§ **Supplied data**
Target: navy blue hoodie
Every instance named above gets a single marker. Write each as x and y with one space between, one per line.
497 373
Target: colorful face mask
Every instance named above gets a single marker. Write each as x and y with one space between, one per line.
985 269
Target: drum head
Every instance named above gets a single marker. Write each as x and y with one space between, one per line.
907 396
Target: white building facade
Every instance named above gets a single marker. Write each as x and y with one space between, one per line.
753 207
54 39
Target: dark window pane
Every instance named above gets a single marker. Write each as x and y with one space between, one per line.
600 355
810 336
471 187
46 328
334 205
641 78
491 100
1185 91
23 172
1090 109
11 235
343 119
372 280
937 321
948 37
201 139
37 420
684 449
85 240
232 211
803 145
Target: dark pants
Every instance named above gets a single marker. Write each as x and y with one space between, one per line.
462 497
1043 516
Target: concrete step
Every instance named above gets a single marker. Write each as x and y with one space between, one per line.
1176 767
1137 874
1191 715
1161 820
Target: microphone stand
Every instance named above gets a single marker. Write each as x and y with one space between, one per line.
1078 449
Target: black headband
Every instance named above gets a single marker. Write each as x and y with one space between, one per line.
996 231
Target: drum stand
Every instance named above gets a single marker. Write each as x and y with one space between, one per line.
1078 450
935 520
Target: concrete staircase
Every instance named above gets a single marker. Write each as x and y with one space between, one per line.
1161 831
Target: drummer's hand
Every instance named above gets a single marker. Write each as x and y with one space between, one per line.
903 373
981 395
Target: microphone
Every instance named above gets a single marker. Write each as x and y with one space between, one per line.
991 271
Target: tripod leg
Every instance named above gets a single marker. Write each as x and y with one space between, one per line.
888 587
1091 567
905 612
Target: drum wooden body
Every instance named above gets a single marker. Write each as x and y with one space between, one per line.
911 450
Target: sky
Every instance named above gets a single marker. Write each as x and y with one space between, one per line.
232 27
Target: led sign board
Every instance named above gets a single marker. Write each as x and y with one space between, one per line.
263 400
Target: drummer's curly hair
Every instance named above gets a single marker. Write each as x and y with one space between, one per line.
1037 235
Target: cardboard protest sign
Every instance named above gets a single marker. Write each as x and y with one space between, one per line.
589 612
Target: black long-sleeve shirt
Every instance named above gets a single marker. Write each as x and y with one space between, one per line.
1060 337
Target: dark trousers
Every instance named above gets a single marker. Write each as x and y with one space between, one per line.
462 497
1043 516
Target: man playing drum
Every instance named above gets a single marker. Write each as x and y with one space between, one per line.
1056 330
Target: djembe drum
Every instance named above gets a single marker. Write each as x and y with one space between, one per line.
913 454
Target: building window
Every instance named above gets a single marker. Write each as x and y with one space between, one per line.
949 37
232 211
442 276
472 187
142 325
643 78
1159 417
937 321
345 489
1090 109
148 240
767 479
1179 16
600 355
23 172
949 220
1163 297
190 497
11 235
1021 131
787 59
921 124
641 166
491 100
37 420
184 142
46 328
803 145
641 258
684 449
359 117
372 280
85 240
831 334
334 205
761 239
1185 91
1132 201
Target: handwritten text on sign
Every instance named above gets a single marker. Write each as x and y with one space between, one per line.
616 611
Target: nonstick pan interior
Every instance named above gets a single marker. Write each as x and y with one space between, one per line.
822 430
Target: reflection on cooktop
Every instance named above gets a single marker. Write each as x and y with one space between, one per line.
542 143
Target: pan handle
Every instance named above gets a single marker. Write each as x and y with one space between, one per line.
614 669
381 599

§ **Task directions**
Update the items above by replacing "marker" with "point" everywhere it occurs, and leave every other part of each item unchanged.

§ **Answer to the problem**
Target: navy blue hoodie
Every instance named above gets a single point. Write each as x and y with one space between, one per line.
497 373
Target: colorful face mask
Every instance named above gets a single point. Write each as x and y with one space between, one per line.
985 269
Target: drum head
Every instance named above gets a single point. Write each as x and y with one space between, one per line.
907 396
Target: white building facade
Every instance named above gets a single point. Write each as x and y with one space between, one per line.
753 207
54 39
Target: dark window pane
Every instance named above gets a single point. Write each as x and y with one space between, one per line.
600 355
810 336
471 187
46 328
334 205
641 78
491 100
1185 91
23 172
1090 109
11 235
343 119
372 280
937 321
948 37
201 139
37 420
684 449
85 240
232 211
803 145
Target: dark pants
Every instance named above gets a single point. Write each as x and y with one space between, one per line.
462 497
1043 516
Target: concrete step
Every instance named above gets a single point. Write each as x and y with one space between, one per line.
1176 767
1137 874
1191 715
1161 820
Target: microphone stand
Every instance named above gets a single point. Write each as x and y with one space between, one per line.
1078 449
Target: black headband
Every instance named above gets a single point. Write each as x and y with one space between, one per line.
996 231
Target: drum stand
Every instance named above gets a single point. Write each as x and y with one space between, one per line.
1078 450
935 520
Target: concrete staircase
Every instance named above gets a single point. Write each as x and y with one space between, one per line.
1161 831
Target: drummer's hand
Every instance named above gets a single point. Write each as x and y with one space between, one per line.
903 373
981 395
Target: microphone
Every instance named above gets a single point. Write each as x and y with one space between, one per line.
991 271
Target: tripod leg
Every instance named above gets a single point. Write each as x and y with one space between, one per line.
888 587
1091 567
905 612
Target: drum wooden body
Every instance named above gets a single point. Write each as x and y with one space between, one per line.
911 450
Target: sky
Every instance named above gets a single point. Write each as x and y with one space between, one per line.
232 27
Target: led sign board
Every instance named above gets a single point. Write each as x and y with one space between, one per line.
263 400
Target: drummer's curly hair
Every instance named above gets a single point. Write each as x and y with one space between, one per line.
1037 235
Target: cardboard protest sign
Every instance named above gets a single point. Write each as x and y with one space between, one per line.
589 612
Target: black long-sleeve shirt
Every instance named above gets a single point. Write each as x and y with one space between, one per line.
1060 337
Target: dark trousers
Every instance named above gets a single point. Write each as x and y with one space between, one per line.
462 497
1043 516
Target: man playing drum
Every instance named above gets a single point. Write each as x and y with one space between, one per line.
1056 330
Target: djembe drum
Every instance named above gets a single point. Write each as x and y with one space between, one per line.
913 454
Target: building window
Every instance named above gets a single point. Write each as x and y with one space between, one per line.
949 37
232 211
442 276
472 187
142 325
643 78
1159 417
937 321
345 489
1090 109
148 240
767 479
1179 16
600 355
23 172
949 220
1163 297
190 497
11 235
1021 131
787 59
921 124
641 166
491 100
37 420
184 142
46 328
803 145
641 258
684 449
359 117
372 280
85 240
831 334
334 205
761 239
1185 91
1132 201
Target: handwritten text on sign
Every instance named above gets a single point. Write each as x and y with one space between, one per line.
616 611
Target: nonstick pan interior
Every instance named above gets a single point. Write each as x and y with one space between, one per line.
822 430
Target: reflection on cooktop
Every instance named above gets a single point. Write each as x and y with one space between, one per line.
542 143
Target: pan handle
Every instance named above gets a single point. Write each as x and y with one space between, one per line.
614 669
381 599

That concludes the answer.